━━━━━ MATERIAL FOR THIS EXERCISE
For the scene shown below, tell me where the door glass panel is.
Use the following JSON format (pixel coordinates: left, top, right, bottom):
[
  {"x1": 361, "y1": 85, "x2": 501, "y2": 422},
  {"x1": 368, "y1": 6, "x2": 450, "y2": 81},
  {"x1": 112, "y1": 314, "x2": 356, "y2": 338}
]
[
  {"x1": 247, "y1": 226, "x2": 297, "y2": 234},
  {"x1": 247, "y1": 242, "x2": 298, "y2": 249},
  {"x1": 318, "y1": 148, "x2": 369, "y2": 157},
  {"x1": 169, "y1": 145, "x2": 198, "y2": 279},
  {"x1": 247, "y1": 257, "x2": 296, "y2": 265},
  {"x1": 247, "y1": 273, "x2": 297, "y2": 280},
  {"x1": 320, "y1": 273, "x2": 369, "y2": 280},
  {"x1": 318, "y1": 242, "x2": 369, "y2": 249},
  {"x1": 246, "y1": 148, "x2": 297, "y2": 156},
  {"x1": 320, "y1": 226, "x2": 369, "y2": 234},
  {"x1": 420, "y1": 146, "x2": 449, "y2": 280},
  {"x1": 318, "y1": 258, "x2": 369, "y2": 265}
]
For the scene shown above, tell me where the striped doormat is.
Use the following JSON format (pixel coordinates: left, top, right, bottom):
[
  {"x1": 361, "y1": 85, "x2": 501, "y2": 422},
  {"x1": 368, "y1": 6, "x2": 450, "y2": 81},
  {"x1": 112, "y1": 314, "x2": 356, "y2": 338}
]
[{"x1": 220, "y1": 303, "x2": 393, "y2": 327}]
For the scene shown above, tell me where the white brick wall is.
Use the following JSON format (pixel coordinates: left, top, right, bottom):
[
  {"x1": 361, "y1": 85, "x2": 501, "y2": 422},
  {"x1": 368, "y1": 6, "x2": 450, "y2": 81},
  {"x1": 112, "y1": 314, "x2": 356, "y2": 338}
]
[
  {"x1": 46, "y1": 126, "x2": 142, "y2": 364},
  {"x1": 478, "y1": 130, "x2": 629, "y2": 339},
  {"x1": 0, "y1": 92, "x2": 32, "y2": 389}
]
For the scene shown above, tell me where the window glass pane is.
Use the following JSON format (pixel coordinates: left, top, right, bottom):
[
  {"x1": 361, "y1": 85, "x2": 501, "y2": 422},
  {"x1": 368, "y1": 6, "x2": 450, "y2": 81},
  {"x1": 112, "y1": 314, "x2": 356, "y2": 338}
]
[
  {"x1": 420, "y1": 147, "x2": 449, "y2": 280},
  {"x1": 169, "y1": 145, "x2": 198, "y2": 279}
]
━━━━━━━━━━
▸ STATED PROBLEM
Which lines in the listing above contain the word "where"? List each of those lines in full.

▸ EXPECTED ANSWER
For the scene shown below, tell me where the door glass panel is.
For the scene shown above, tell me where the striped doormat is.
For the scene shown above, tell me where the white brick wall is.
For the scene shown above, tell me where the window glass pane is.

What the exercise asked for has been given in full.